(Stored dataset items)
============================================================

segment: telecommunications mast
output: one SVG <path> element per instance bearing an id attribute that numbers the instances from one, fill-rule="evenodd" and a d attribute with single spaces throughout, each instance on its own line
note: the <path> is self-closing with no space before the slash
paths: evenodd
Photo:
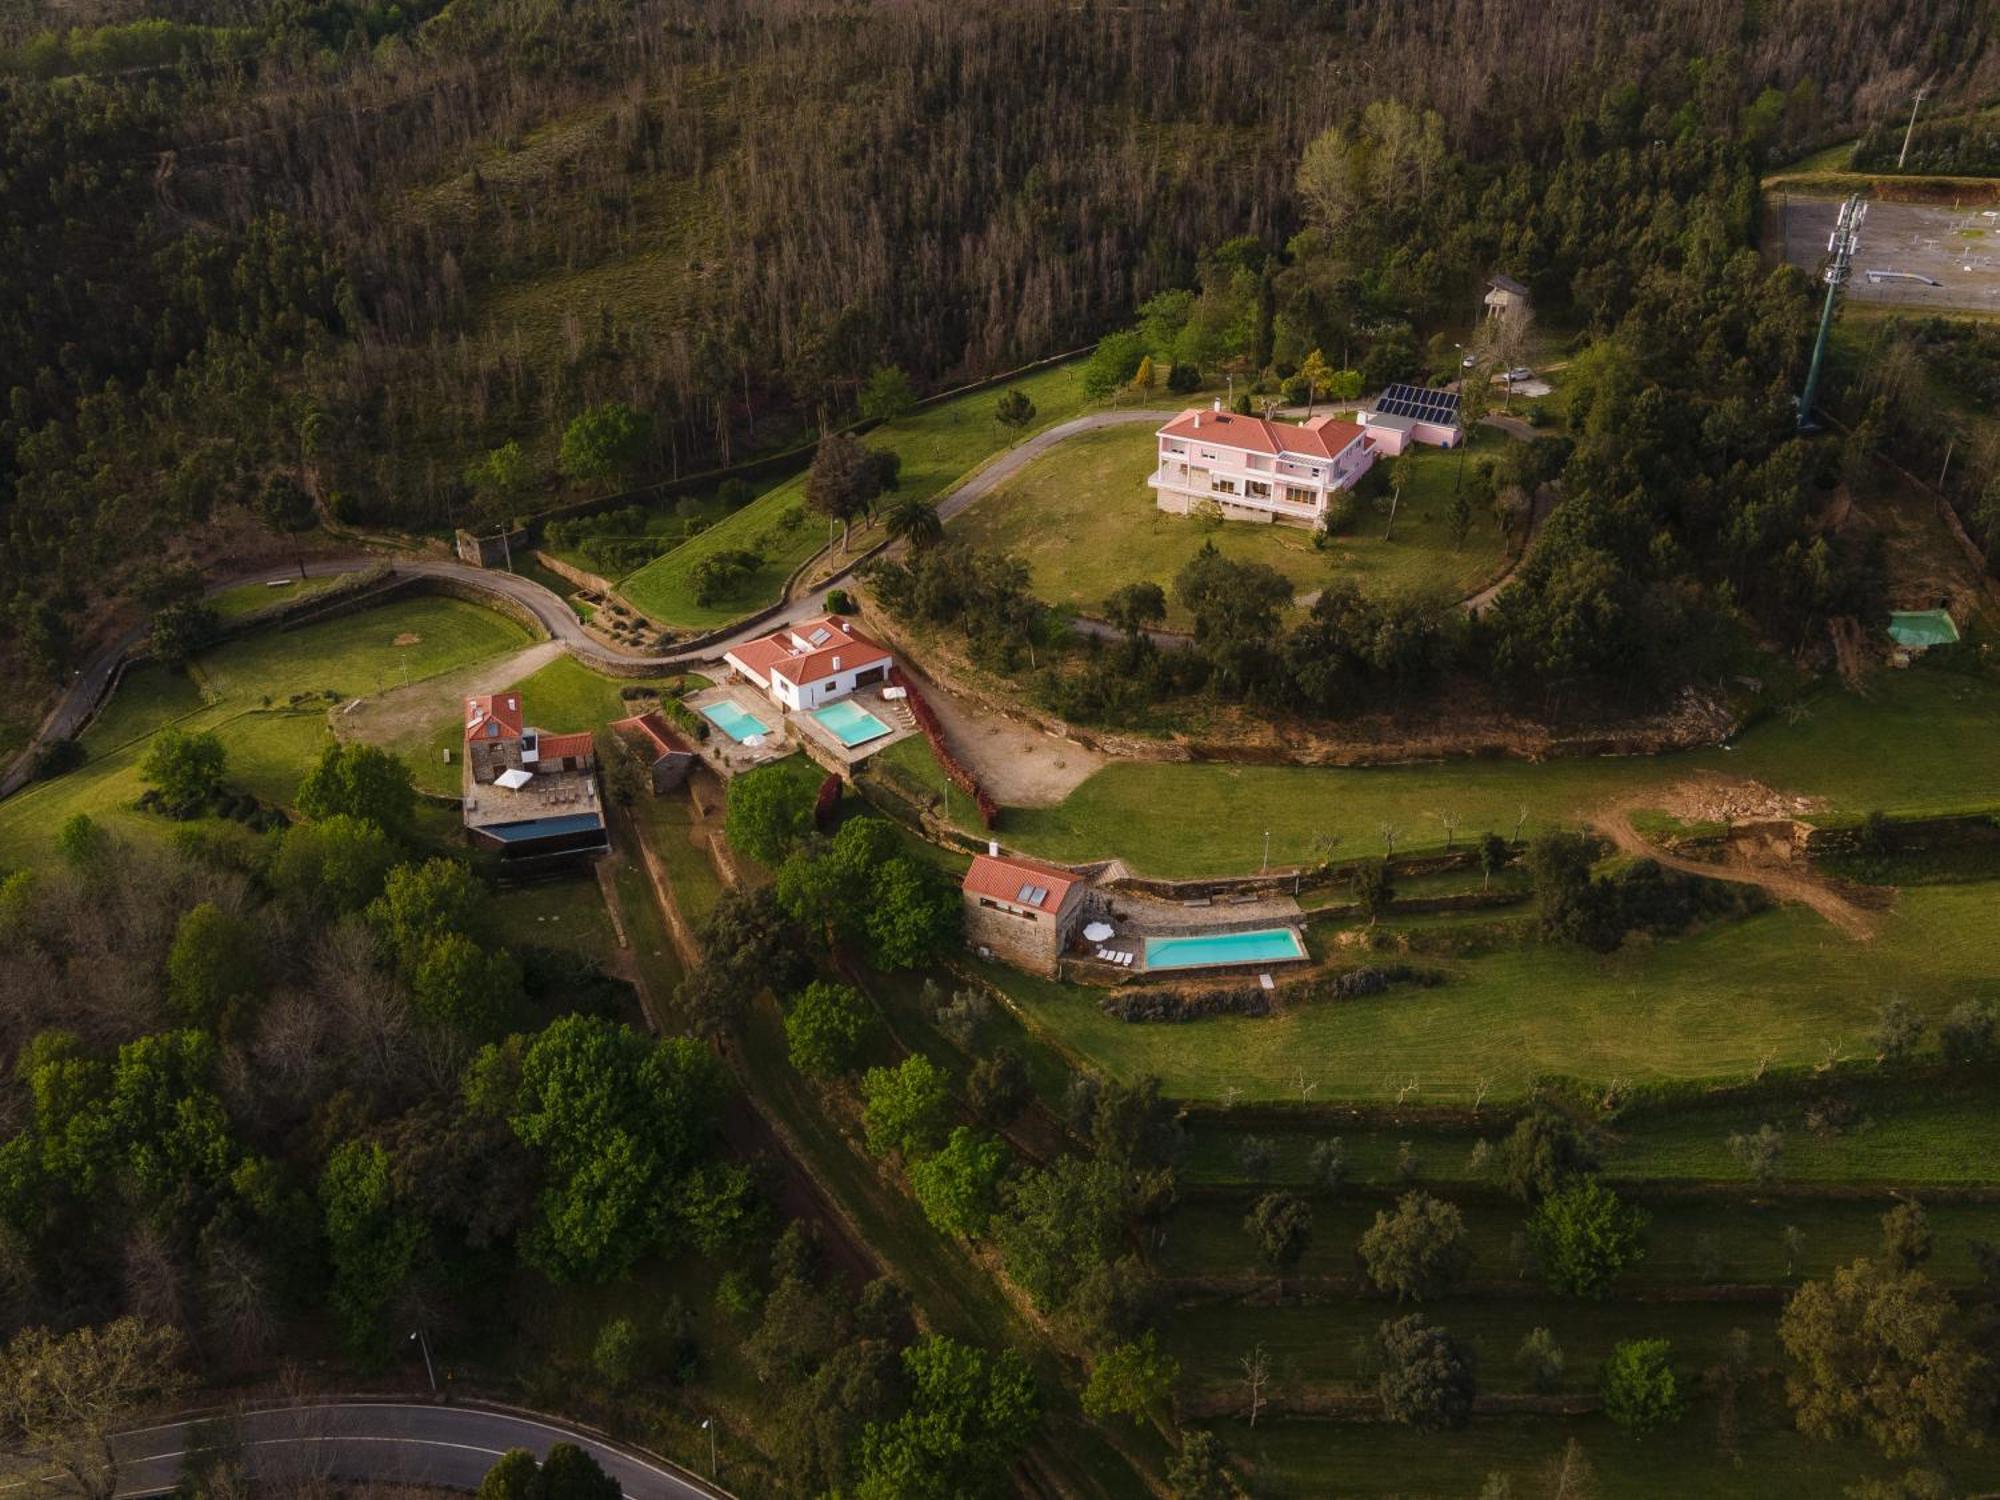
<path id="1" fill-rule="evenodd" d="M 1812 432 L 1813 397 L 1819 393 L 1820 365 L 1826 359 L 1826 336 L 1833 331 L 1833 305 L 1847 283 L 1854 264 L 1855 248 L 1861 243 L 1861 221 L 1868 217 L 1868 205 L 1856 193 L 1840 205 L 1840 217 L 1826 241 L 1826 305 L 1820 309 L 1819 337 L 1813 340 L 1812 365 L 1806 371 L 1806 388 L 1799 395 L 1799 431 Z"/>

============================================================

■ What you will do
In your copy, repeat the records above exactly and include no images.

■ Answer to the exercise
segment: telecommunications mast
output: one SVG <path> element per instance bearing an id attribute that numbers the instances from one, fill-rule="evenodd" and a d attribute with single spaces throughout, each instance on its own line
note: the <path> is self-closing with no space before the slash
paths: evenodd
Photo:
<path id="1" fill-rule="evenodd" d="M 1812 432 L 1813 397 L 1819 393 L 1820 365 L 1826 359 L 1826 336 L 1833 331 L 1833 305 L 1847 283 L 1854 264 L 1855 248 L 1861 243 L 1861 221 L 1868 217 L 1868 205 L 1856 193 L 1840 205 L 1840 217 L 1826 241 L 1826 305 L 1820 309 L 1819 337 L 1813 340 L 1812 365 L 1806 371 L 1806 388 L 1799 395 L 1799 431 Z"/>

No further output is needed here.